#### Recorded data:
____

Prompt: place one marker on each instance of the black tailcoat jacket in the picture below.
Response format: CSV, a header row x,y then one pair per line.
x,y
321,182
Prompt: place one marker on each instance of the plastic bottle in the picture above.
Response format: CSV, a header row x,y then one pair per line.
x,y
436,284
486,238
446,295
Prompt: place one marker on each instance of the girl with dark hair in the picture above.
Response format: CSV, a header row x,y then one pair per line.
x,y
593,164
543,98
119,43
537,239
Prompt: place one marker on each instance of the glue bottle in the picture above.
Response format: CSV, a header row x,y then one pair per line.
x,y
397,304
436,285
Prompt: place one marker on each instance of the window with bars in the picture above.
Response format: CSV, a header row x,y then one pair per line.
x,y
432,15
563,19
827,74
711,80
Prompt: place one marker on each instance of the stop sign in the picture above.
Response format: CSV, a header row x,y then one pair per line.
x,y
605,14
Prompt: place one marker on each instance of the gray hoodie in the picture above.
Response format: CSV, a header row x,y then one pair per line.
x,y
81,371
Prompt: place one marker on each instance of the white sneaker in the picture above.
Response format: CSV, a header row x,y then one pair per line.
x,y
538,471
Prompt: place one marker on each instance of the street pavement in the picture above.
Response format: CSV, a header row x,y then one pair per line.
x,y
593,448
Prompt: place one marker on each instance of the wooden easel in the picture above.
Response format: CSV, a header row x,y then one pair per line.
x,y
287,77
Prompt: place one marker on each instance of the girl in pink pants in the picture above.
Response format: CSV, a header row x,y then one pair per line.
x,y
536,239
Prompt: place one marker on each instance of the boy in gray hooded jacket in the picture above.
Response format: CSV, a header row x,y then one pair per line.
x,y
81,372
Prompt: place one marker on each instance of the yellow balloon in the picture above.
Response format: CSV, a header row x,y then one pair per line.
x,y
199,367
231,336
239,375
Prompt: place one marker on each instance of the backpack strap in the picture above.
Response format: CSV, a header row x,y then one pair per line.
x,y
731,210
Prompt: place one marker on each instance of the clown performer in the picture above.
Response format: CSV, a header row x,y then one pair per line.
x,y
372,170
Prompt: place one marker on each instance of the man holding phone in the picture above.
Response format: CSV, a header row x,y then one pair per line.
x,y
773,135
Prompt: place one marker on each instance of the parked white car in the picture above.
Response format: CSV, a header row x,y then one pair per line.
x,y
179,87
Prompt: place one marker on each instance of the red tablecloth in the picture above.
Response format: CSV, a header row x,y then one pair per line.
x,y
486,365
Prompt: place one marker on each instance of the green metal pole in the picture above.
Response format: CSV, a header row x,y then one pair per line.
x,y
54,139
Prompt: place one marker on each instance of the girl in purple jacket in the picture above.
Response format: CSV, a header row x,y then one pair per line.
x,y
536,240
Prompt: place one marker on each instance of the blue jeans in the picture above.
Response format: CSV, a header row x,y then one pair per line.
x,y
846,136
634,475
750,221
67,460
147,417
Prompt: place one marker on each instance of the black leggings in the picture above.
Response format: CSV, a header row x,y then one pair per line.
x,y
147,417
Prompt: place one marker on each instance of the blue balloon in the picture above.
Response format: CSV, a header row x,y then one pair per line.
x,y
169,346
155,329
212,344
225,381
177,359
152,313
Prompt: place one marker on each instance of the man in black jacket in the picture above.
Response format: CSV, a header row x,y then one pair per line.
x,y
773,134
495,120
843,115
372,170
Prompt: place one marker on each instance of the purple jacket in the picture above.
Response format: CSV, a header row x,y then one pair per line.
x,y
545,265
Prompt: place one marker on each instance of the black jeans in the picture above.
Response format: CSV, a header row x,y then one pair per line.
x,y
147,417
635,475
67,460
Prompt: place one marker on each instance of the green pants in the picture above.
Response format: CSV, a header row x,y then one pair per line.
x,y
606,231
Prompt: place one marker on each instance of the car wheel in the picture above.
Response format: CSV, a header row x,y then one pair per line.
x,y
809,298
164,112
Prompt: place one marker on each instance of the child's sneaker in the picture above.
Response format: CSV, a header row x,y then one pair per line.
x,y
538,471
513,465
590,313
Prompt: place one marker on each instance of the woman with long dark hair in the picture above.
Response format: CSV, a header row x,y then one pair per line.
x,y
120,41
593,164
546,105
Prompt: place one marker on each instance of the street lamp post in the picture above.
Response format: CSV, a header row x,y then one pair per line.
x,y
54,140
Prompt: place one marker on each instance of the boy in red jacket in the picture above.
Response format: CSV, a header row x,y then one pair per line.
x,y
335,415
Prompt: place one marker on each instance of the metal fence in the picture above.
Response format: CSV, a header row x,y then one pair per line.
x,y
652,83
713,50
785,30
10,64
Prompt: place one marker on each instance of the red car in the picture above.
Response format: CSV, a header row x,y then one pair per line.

____

#### Directive:
Copy exactly the lines of the listing above, beginning at the line with "red jacket in the picture above." and ending at its final line; write out nothing else.

#### Answer below:
Prompt: place one marker on each instance of the boy in red jacket in the picture above.
Response format: CSV, a header row x,y then one pair per line.
x,y
335,415
Prompt: place one marker on each instance of the metal fence in the picture above.
Response format: CSV, a header row x,y then one pair per line.
x,y
652,83
713,50
785,30
10,64
Prompt: place one marker on each instance of the red car in the picture above.
Response format: CSV, a header row x,y then one pair per line.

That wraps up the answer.